Figure 4. Different types of spatial summation. (A) Spatial convergence in the vertebrate retina occurs in two stages: photoreceptors signals are pooled by bipolar cells (sample unit), which in turn are integrated by retina ganglion cells (RGC), which transmit visual information to the brain. Note that the tiling of RGCs differs from the of bipolar cells, thus resulting in an altered sampling base after spatial summation. (B) In most insects, photoreceptors from one ommatidium of the eye (Figures 2B,C) project as a combined sample unit to a single cartridge in the lamina, where lamina monopolar cells (LMC) integrate their information and relay it to the next brain area. Particularly in nocturnal insects, LMCs with lateral processes that extend into neighboring cartridges can thus pool information across sample units, and perform spatial summation as a result. Note that the tiling of these LMCs corresponds to that of the photoreceptors, so that the spatial sampling base does not change when LMCs sum information in space. (C) The neural superposition eyes of Diptera possess a special organization to integrate information spatially: the photoreceptors in each of their ommatidia view different points in space, as represented here by different colors for photoreceptors in each ommatidium. In neighboring ommatidia, one receptor each views the same point in space (same color code). These receptors project to the same cartridge in the lamina, so that the lamina units represent on “pixel” of the image. This way, light representing this “pixel” is focused by six neighboring facets. Neural summation of information across neighboring sample units takes place by integrating information from the photoreceptors in one ommatidium. (D) The same starlight scene as in Figure 1A viewed through a mouse eye without and (E) with spatial summation. (F) Same moonlit scene as in Figure 3A viewed through a fruitfly eye without and (G) with spatial summation.

Directions —
1/ In the spatial summation caption, which cells pool photoreceptor signals in the vertebrate retina?
2/ Resume the spatial summation caption with the text that would come after its last sentence.
The records are separate material, not part of the spatial summation caption.

Data —
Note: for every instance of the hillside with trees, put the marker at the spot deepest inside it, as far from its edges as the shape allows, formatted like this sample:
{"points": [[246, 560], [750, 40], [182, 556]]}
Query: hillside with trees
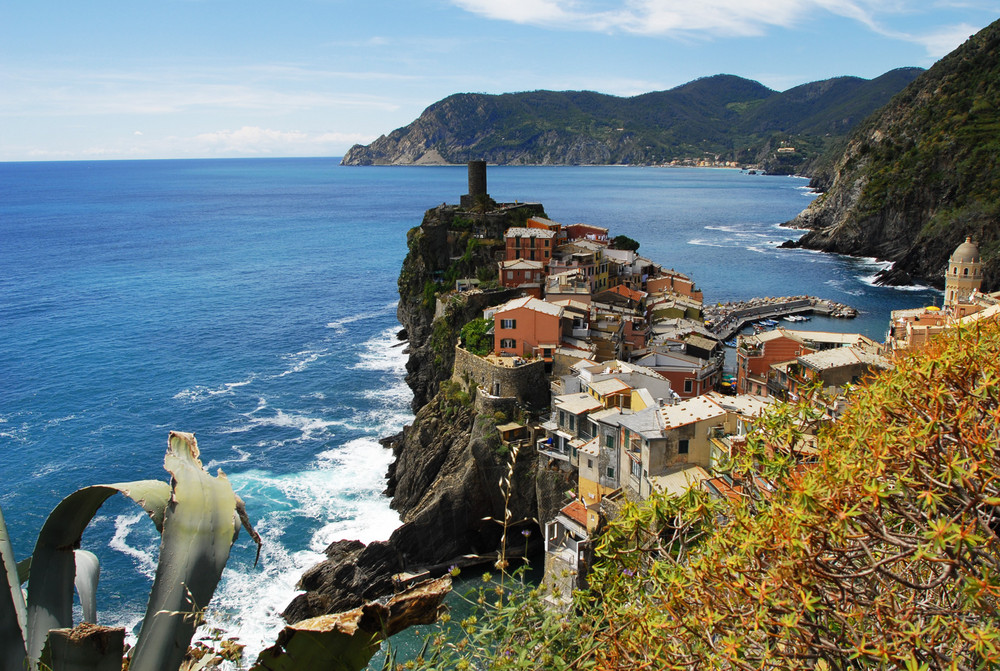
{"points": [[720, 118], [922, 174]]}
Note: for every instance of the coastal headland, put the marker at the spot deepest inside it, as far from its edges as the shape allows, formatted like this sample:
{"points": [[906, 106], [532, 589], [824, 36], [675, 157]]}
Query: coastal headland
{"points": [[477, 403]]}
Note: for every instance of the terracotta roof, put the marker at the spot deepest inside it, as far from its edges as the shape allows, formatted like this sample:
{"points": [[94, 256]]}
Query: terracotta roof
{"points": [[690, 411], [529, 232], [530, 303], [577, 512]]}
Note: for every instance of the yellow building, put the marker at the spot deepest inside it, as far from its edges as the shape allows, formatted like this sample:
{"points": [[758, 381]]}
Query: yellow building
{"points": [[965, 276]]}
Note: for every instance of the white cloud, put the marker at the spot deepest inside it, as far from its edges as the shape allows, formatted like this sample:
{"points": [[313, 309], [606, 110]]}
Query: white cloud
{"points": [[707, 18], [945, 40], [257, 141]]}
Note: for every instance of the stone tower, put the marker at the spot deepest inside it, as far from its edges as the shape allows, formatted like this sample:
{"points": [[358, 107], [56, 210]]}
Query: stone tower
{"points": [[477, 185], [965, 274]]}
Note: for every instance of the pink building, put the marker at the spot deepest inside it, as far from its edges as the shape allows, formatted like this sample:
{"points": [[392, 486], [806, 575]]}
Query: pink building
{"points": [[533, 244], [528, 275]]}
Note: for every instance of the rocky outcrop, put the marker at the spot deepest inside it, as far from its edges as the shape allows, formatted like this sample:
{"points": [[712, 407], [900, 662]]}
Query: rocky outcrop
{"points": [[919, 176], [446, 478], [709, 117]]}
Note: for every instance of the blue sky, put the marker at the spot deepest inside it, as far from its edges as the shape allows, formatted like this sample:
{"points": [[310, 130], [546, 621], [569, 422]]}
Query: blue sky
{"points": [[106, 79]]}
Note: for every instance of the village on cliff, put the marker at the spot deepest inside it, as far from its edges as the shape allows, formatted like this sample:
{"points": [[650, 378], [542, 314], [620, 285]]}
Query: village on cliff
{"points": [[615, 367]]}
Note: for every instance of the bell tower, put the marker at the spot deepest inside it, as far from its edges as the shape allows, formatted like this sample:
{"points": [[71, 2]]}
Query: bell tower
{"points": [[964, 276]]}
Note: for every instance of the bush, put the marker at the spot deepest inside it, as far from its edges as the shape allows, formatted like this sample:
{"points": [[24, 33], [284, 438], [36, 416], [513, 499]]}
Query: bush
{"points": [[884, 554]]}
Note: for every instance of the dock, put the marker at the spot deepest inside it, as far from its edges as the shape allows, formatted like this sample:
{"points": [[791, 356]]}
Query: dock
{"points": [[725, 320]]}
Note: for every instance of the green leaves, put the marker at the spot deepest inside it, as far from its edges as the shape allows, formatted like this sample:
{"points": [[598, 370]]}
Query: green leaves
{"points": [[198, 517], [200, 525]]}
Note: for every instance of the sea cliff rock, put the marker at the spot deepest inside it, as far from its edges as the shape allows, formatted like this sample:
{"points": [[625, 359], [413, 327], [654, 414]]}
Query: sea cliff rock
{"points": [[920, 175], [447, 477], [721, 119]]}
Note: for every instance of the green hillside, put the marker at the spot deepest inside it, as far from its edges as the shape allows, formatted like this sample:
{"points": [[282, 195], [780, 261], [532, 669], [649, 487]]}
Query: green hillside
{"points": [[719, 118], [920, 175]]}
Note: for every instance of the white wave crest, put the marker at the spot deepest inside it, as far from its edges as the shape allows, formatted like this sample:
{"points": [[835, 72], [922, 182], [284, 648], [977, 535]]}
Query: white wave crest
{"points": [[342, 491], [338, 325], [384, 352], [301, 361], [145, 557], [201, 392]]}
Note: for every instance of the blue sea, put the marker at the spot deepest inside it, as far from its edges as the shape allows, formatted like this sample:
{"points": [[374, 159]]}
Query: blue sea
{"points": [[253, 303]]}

...

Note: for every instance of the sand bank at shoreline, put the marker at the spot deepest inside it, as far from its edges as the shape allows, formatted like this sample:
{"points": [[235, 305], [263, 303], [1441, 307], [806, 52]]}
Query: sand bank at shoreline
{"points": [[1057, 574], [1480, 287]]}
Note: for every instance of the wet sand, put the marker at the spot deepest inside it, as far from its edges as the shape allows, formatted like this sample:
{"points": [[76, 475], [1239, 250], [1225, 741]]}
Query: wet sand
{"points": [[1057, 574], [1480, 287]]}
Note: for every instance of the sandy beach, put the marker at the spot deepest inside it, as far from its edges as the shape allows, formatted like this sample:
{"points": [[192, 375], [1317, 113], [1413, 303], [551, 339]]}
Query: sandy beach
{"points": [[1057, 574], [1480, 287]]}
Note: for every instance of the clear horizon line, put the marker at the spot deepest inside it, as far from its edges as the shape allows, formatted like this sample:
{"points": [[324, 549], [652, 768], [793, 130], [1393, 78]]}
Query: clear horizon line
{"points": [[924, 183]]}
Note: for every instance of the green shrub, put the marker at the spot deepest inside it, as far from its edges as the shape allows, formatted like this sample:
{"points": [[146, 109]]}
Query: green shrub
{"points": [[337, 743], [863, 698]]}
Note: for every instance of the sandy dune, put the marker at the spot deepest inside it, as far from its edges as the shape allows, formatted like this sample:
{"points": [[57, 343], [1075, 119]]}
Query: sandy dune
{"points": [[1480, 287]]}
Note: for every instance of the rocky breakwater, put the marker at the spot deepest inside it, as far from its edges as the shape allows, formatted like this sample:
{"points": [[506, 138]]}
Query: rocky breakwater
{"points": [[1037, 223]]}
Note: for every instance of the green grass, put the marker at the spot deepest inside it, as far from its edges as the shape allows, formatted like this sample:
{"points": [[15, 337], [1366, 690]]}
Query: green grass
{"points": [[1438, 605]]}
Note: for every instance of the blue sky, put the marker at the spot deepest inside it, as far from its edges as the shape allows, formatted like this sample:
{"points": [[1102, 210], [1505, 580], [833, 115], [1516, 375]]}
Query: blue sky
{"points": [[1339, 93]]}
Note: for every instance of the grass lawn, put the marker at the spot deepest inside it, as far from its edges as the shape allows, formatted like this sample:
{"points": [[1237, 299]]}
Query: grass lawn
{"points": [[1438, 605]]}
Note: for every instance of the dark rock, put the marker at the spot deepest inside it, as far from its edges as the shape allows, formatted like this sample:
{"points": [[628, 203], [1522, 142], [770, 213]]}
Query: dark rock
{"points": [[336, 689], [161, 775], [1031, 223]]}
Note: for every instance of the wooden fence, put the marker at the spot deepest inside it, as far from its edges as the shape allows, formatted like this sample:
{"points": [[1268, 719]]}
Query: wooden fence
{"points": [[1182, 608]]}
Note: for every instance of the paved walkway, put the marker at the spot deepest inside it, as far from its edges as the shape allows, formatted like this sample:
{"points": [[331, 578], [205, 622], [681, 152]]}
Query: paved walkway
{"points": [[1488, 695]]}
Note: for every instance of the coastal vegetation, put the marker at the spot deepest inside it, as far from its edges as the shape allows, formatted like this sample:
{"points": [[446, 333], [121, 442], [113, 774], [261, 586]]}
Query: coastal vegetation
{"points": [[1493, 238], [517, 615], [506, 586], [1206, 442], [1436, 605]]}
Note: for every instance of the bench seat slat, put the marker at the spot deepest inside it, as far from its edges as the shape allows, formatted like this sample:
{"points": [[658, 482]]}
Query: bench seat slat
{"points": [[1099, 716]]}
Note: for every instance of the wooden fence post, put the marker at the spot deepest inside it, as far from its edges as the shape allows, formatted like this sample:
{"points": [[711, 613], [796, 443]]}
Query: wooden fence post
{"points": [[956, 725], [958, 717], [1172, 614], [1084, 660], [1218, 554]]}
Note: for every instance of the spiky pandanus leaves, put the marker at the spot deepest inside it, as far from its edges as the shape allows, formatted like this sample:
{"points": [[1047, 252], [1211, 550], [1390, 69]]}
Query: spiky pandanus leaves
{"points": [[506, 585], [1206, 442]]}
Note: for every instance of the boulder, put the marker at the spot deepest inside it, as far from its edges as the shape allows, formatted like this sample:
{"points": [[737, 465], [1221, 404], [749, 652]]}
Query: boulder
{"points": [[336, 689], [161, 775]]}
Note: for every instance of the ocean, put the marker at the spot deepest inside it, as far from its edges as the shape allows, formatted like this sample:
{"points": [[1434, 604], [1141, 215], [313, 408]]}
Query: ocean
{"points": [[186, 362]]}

---

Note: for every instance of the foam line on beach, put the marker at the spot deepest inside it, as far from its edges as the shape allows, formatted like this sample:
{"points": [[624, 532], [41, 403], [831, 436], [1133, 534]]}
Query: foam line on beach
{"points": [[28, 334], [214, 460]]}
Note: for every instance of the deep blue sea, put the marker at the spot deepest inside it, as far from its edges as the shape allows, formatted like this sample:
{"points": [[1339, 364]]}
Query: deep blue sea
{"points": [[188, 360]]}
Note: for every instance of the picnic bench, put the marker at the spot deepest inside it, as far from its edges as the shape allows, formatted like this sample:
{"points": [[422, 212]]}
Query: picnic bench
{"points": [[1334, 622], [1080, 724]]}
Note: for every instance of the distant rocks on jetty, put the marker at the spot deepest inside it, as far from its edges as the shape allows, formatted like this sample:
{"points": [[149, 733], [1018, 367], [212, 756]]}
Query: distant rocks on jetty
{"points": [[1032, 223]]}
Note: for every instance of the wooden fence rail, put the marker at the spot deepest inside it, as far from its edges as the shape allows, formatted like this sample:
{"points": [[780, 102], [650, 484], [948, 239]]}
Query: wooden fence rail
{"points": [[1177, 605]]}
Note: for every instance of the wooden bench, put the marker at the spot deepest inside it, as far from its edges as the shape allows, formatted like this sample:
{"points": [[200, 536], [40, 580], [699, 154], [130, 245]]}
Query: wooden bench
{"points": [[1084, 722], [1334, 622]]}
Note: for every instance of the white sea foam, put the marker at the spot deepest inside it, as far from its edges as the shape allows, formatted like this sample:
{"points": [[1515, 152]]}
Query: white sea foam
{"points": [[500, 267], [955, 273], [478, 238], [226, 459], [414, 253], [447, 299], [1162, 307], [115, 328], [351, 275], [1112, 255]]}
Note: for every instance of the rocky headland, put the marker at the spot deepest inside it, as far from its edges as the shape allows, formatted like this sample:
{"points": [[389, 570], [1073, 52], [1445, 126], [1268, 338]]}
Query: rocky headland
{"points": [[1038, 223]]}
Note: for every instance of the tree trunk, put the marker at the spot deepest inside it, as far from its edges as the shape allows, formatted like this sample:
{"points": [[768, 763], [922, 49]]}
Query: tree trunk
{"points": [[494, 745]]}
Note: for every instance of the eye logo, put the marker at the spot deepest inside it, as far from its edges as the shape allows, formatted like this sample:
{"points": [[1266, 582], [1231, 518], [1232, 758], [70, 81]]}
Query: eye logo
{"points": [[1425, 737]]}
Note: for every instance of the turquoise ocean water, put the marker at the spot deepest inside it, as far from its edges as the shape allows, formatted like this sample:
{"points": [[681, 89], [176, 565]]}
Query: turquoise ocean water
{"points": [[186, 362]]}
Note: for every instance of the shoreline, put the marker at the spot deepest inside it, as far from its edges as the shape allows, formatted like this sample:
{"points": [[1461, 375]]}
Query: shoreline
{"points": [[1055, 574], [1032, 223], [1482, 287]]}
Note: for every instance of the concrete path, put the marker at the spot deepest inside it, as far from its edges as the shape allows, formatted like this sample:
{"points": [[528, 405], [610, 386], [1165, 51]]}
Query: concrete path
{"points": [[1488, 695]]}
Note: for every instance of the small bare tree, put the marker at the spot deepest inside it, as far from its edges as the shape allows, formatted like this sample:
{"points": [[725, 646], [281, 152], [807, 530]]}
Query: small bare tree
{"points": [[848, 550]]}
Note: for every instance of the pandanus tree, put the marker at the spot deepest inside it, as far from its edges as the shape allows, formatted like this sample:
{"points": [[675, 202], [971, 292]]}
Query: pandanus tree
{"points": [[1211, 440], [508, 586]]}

Answers to each task —
1/ Bipolar cells pool the photoreceptor signals.

2/
As a consequence, when attempting to obtain a realistic impression of an animals’ view of a natural scene, it is vital to consider the functional visual sampling base relevant to the question (and thus the visual pathway) at hand.
Dynamic adjustments of visual sensitivity
In addition to the anatomical adjustments that improve visual sensitivity at night, the dynamic range of the photoreceptors and subsequent neural processing are often adjusted to the ambient light intensity. This is important, because for any given neuron the dynamic range is much smaller than the range of light intensities experienced between day and night (Walcott, 1975). The contrast range of single visual scenes at a given light intensity, however, is generally constrained to one, maximum two log units (Figure 1F), and thus more closely matches the dynamic ranges of visual neurons (at about two orders of magnitude response variation) (Laughlin S., 1981; Laughlin S. B., 1981; Srinivasan et al., 1982; Laughlin, 1989; van Hateren and van der Schaaf, 1996). By dynamically matching the visual responses to the current contrast range, the visual system can encode scenes over the entire intensity range an animal experiences. This so-called light adaptation takes place both at the level of the eyes’ optics, and at several processing stages of the visual pathway.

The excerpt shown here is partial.